Auch in der neusten Erhebung der Wildschäden im Kanton Bern ist das Gebiet Napf rot eingefärbt, was als «untolerierbar» gilt. Dort kann das gesteckte Verjüngungsziel nicht erreicht werden. Orange bedeutet «kritisch», grün «tragbare Schäden».
Kanton Bern: Die neuste Erhebung zeigt: Das Wild schadet dem Wald immer mehr. Das Emmental ist besonders stark betroffen. In einem Konzept sollen nun konkrete Massnahmen aufgezeigt werden.
Auf der Karte sind die Gebiete ersichtlich, in denen das Wild den Wäldern per Definition des Kantons «untolerierbare Schäden» zufügt. Diese werden über den ganzen Kanton grösser. Besonders schlimm präsentiert sich die Situation im Osten des Kantons, also auch im Emmental. Dieses Bild präsentierte sich letzte Woche, als das Amt für Wald und Naturgefahren sowie das Jagdinspektorat des Kantons Bern die Ergebnisse der letzten Erhebung präsentierte. «Neu wurde nicht nur ermittelt, ob bei den Hauptbaumarten genügend kleine Bäume wachsen, welche den Wald der Zukunft bilden sollen. Ein besonderes Augenmerk wurde auf klimaresistente Arten gelegt», erklärte Isabel Ballmer, wissenschaftliche Mitarbeiterin vom Amt für Wald an dem Mediengespräch.
Bund setzt den Kanton Bern unter Druck
Auf das Emmental bezogen werden der Weisstanne besser Chancen attestiert, mit den künftigen klimatischen Bedingungen zurechtzukommen als der flachwurzelnden Fichte. Das Problem ist aber: Die Weisstanne ist besonders betroffen. Sie wird häufig angeknabbert, während andere Baumarten eher durch sogenanntes Fegen in Mitleidenschaft gezogen werden. Entsprechend schaffen es kleine Weisstannen in den rot bezeichneten Gebieten kaum, unbeschadet in die Höhe zu wachsen. Die Schäden sind so gross, dass das Bundesamt für Umwelt den Kanton Bern beauftragt hat, in fünf Wildräumen ein sogenanntes Waldwildkonzept mit konkreten Massnahmen auszuarbeiten; so auch im Wildraum 5, wo insbesondere in den Gemeinden Trub, Langnau, Sumiswald und Schangnau viele Wälder rot markiert sind. Das Konzept werde seit 2019 akribisch erarbeitet und sei demnächst fertiggestellt, sagte Jagdinspektor Niklaus Blatter. «Auch die Umsetzung wird Zeit brauchen.» Der Jagdinspektor bezeichnete es als grossen Erfolg, dass sich alle Ansprechgruppen an einen Tisch gesetzt hätten.

## ERFORDERLICHER SCHRITT A
Welche Farbe kennzeichnet laut Textauszug Gebiete mit «kritischen» Wildschäden?
## ERFORDERLICHER SCHRITT B
Aktualisieren Sie den Textauszug von „Auf der Karte“ bis einschließlich „an dem Mediengespräch.“ und setzen Sie dabei „Medienanlass“ an die Stelle von „Mediengespräch“.
Als Grundlage dient ausschließlich der Textauszug.

## ROHDATEN
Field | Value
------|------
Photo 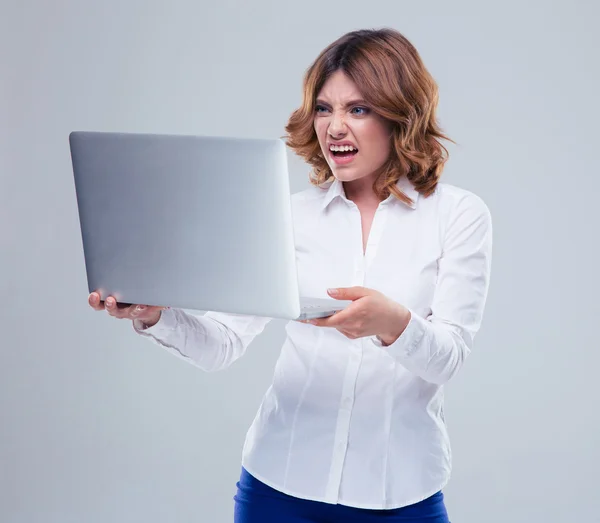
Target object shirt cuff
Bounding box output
[371,309,429,359]
[133,308,177,337]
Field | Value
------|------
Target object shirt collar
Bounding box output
[322,176,420,209]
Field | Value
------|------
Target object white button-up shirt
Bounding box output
[134,174,492,509]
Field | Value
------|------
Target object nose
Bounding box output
[328,112,346,139]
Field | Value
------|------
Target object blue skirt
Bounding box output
[233,468,450,523]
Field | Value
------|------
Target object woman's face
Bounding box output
[314,71,391,186]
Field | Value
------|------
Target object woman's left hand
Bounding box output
[303,287,410,345]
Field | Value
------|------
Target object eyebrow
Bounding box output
[316,98,367,107]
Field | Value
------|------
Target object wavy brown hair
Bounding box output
[285,28,453,203]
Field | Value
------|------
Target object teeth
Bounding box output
[329,145,357,152]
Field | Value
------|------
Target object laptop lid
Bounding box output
[69,131,300,319]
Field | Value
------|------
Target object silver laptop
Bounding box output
[69,131,350,319]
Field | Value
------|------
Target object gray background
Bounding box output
[0,0,600,523]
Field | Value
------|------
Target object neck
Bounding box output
[342,176,381,207]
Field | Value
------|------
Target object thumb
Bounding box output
[327,286,373,300]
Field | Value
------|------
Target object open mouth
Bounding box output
[329,145,358,161]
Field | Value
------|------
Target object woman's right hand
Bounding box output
[88,291,166,327]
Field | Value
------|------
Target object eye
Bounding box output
[350,107,369,116]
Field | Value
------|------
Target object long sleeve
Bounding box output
[373,193,492,384]
[133,309,271,372]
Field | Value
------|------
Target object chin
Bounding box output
[331,167,368,182]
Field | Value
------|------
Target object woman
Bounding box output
[90,30,491,523]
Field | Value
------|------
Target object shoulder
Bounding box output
[432,183,490,220]
[292,185,327,207]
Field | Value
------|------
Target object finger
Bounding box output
[308,312,344,327]
[327,285,376,301]
[104,296,127,318]
[88,291,104,311]
[127,304,148,318]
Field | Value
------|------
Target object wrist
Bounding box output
[377,304,411,346]
[141,311,162,329]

## LÖSUNG A
Orange.

## LÖSUNG B
Auf der Karte sind die Gebiete ersichtlich, in denen das Wild den Wäldern per Definition des Kantons «untolerierbare Schäden» zufügt. Diese werden über den ganzen Kanton grösser. Besonders schlimm präsentiert sich die Situation im Osten des Kantons, also auch im Emmental. Dieses Bild präsentierte sich letzte Woche, als das Amt für Wald und Naturgefahren sowie das Jagdinspektorat des Kantons Bern die Ergebnisse der letzten Erhebung präsentierte. «Neu wurde nicht nur ermittelt, ob bei den Hauptbaumarten genügend kleine Bäume wachsen, welche den Wald der Zukunft bilden sollen. Ein besonderes Augenmerk wurde auf klimaresistente Arten gelegt», erklärte Isabel Ballmer, wissenschaftliche Mitarbeiterin vom Amt für Wald an dem Medienanlass.